*REQUIRED ACTIONS*
(1) In the forum thread about joining a team, what does pretender advise doing before joining a club?
(2) List every username that appears as a post heading in the forum thread about joining a team.
(3) Continue the forum thread about joining a team from where it stops.

# Why join a team?



## OnForm (Feb 11, 2011)

I'm wondering why people join teams? Is it because of the deals? Is for race support? Camaraderie? Are there things to look for in a team before joining? Are there flags to look for? Does your team offer incentives for doing well or improving. Does drama and/or ego ever enter team dynamics?

Sorry, lot of questions here.


----------



## Sonomasnap (Feb 10, 2010)

OnForm said:


> I'm wondering why people join teams? Is it because of the deals? Is for race support? Camaraderie? Are there things to look for in a team before joining? Are there flags to look for? Does your team offer incentives for doing well or improving. Does drama and/or ego ever enter team dynamics?
> 
> Sorry, lot of questions here.


Race support, camraderie, some discounts yes.

You can look for a team all you want but if you are an unknown quantity with no results don't hold your breath unless you want to join a club.

Teams will seek you out if and when you show you can win or contribute.

What Cat are you?
How old are you?
How many races a year do you do?
These are questions you will be asked.


----------



## spade2you (May 12, 2009)

What he said, although if you're asking, I'll assume you're looking to join a local club. 

More often than not, it'll end up being people you consistently ride with, race with, and probably befriend. So, go for it.

As for drama, sometimes, I guess. I know one local team would put all focus on one rider in each Cat and everyone in that category were expected to ride 100% for that rider. Good for that rider, but hard to keep a team that way.


----------



## pretender (Sep 18, 2007)

Spend a fair amount of time riding with a club before joining up. There's nothing wrong with privateering for a good stretch of time while you find the right club.


----------



## Hank Stamper (Sep 9, 2009)

I like team sports more than individual sports. If you understand the appeal of playing a 5 on 5 game of hoops over a one on one you probably get why someone would want to be on a cycling team.


----------



## Wookiebiker (Sep 5, 2005)

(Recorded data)
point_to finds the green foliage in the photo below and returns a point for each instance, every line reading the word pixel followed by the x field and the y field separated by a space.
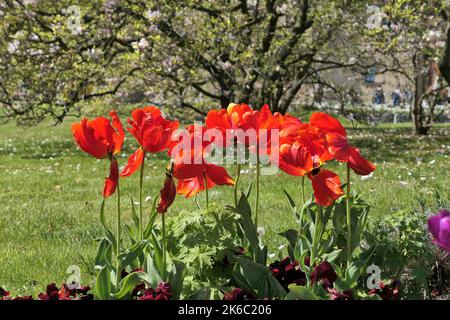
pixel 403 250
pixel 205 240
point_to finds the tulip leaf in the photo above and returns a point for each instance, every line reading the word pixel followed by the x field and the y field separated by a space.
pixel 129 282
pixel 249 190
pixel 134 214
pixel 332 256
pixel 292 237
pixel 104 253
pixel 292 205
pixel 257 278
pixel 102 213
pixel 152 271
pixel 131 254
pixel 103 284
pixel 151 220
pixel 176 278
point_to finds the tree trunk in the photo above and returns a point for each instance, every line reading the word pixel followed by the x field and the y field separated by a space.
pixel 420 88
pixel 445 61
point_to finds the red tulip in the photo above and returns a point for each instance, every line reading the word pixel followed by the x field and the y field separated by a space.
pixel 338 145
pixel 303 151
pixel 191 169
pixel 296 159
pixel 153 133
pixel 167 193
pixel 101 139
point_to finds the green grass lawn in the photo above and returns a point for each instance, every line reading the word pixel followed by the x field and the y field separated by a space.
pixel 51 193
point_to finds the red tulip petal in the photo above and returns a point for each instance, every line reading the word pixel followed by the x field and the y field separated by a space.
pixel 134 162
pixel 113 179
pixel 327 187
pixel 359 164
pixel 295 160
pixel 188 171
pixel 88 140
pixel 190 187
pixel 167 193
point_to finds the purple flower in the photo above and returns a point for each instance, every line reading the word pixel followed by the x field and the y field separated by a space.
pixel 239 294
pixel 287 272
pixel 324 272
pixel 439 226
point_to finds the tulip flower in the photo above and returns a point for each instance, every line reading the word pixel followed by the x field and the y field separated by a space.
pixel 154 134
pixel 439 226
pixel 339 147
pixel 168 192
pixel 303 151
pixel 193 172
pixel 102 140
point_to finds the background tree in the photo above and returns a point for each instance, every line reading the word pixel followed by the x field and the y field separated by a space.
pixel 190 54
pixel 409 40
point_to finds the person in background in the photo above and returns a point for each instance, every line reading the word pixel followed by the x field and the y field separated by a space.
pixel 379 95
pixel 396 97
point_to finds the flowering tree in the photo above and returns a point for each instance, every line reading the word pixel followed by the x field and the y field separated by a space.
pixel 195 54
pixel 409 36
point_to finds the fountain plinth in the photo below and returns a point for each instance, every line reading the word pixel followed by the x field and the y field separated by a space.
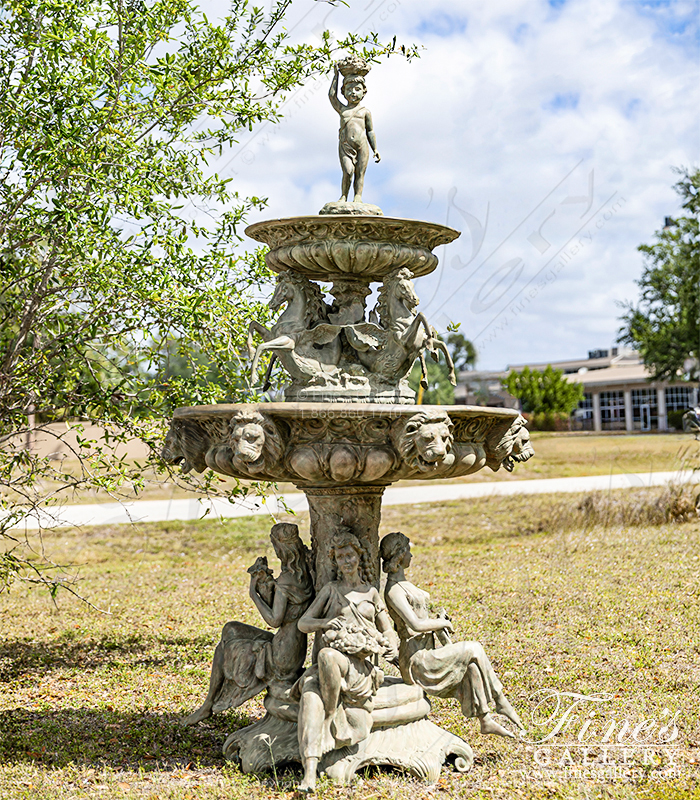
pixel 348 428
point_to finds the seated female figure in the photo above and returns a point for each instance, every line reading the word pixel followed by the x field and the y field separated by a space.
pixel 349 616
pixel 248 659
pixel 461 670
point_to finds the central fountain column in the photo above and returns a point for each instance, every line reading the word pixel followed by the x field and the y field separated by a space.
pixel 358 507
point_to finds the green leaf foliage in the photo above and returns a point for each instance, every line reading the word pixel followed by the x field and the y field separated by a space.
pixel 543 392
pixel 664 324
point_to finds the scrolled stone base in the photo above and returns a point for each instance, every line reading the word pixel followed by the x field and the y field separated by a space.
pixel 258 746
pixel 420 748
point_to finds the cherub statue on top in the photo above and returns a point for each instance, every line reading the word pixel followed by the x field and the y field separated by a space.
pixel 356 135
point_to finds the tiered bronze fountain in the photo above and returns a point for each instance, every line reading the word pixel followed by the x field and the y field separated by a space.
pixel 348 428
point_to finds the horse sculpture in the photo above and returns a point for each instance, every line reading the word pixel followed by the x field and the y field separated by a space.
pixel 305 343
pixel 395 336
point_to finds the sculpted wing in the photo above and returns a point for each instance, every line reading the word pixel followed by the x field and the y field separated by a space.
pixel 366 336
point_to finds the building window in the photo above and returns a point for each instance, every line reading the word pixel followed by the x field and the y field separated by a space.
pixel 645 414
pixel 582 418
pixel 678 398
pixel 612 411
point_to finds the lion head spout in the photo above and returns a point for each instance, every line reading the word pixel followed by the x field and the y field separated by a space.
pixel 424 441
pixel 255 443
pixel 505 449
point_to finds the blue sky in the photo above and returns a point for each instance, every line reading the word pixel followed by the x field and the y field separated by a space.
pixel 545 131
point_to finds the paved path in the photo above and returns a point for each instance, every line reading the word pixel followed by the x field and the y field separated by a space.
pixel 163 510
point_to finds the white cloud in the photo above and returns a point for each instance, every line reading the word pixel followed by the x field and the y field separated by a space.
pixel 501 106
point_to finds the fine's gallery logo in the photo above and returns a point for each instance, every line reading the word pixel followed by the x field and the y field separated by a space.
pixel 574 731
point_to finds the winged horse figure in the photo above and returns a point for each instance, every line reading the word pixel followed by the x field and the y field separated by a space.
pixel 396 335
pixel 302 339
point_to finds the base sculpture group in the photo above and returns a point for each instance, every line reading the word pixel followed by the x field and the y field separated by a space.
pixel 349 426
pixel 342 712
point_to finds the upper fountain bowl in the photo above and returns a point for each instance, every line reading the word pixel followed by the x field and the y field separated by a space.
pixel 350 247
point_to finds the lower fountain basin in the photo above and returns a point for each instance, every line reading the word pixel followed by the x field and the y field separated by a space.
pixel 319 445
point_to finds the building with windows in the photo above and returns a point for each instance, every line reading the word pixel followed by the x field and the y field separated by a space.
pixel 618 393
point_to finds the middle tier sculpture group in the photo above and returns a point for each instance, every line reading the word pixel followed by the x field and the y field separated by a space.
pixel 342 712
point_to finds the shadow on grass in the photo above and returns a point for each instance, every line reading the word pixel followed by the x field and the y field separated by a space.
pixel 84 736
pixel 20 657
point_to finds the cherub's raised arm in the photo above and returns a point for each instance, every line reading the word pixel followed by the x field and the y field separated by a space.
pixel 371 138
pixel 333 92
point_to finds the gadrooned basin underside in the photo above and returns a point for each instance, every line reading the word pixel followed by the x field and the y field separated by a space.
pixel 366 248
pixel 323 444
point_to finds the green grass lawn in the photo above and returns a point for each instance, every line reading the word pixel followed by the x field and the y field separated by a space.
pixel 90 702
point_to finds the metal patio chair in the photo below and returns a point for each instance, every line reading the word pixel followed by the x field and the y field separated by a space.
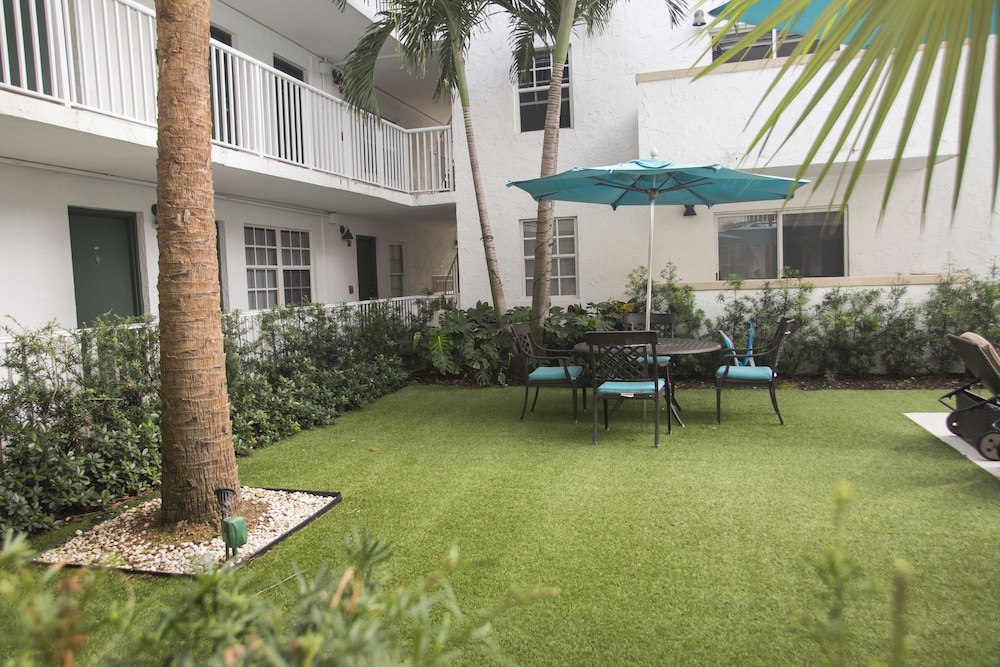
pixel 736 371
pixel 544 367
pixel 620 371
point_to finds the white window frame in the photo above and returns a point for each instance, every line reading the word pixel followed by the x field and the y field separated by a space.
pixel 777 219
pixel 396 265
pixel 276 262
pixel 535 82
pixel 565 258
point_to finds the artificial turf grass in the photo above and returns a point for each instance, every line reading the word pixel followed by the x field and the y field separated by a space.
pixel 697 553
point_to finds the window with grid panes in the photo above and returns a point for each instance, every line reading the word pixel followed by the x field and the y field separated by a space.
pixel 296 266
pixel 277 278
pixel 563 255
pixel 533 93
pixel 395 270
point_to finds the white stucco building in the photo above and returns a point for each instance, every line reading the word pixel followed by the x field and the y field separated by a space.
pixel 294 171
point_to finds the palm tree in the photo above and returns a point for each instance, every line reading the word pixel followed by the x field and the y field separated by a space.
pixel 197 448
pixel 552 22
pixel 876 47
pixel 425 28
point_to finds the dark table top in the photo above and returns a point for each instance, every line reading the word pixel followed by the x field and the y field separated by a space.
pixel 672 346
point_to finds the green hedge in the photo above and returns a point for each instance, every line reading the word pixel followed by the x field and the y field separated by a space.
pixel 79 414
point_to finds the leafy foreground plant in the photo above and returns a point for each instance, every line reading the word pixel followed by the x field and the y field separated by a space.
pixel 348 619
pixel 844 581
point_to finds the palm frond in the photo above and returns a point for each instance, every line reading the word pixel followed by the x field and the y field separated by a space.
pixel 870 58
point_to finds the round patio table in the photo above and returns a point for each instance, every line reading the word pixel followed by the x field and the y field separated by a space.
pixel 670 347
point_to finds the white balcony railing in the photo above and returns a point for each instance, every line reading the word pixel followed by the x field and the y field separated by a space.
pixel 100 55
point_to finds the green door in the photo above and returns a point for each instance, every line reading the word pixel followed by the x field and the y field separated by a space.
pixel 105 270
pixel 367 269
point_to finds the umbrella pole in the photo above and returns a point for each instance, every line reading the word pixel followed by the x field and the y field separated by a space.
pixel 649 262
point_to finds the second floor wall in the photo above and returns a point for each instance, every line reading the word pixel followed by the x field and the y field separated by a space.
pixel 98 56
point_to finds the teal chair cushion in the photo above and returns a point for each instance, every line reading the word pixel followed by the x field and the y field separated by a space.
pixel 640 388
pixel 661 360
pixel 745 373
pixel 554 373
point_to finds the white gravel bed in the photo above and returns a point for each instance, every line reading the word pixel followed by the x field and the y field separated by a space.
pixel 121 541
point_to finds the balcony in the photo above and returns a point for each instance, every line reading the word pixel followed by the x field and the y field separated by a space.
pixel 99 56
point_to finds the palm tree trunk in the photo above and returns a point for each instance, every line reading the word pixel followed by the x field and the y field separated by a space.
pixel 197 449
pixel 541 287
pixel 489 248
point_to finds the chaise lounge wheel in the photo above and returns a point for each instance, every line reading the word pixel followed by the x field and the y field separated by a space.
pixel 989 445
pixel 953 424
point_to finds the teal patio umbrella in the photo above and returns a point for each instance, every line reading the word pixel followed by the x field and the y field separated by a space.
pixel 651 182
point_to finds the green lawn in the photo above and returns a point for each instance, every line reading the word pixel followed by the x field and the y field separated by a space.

*FINAL ANSWERS*
(1) Spend a fair amount of time riding with a club before joining up.

(2) OnForm, Sonomasnap, spade2you, pretender, Hank Stamper, Wookiebiker

(3)
OnForm said:


> I'm wondering why people join teams? Is it because of the deals? Is for race support? Camaraderie? Are there things to look for in a team before joining? Are there flags to look for? Does your team offer incentives for doing well or improving. Does drama and/or ego ever enter team dynamics?
> 
> Sorry, lot of questions here.


For the most part teams give you people to train and race with. Discounts are just extra bonus, but not necessarily something every team has.

If the make up of the team is good they work together to get people on the podium and plan ahead for individuals "A" races...some may be workers while others are trying to win. If you are racing stage races they give you others to hang out with and watch other races..when you are not racing. 

However, many teams are free for alls and there isn't much team work during the races. It's more of...I race for so and so...and other than training with them, that's as far as it goes. This can lead to some issues about team support and such and ego's can come into play pretty quickly.

My suggestion if you are looking to join a team is spend a season racing and get to know some of the guys at the local races. You may get offers from some teams to join them or you may gravitate toward certian teams.

When you find a couple of teams you are interested in see if you can join in on some group rides to get a better idea of group dynamics and if they are people you really want to train/race with or not.

Also remember...some teams are "Invite Only" so even if you want to race for them, you may not be able to. Others are "Come one, Come all" and if you want to race, it's a matter of talking to the team director, purchasing some gear and going from there.

Also take into account who you are, what you want to do and where you would fit in on a team. Some teams are oriented to TT's, others road races, some the track (velodrome), some are cyclocross oriented, some gear toward stage races, some are elite teams, etc. This all plays a roll in whether you want to race for a team and if so, which one you race for in the end.


----------



## OnForm (Feb 11, 2011)

I'm a Cat 3 in CX, expert mountain, 4 on the road, 35 years old and new to the area. I've always gone it solo. I'd like to upgrade in CX and maybe try for a road win so I was thinking that perhaps being part of a team would help me with these goals. I just don't want to commit to something, pay for a kit then realize I'm teamed up with a bunch of douches. I guess riding with people first would be the way to go.

Any recommendations for teams near Denver?


----------



## BeeCharmer (Apr 30, 2003)

*Cycling is a team sport*



OnForm said:


> Any recommendations for teams near Denver?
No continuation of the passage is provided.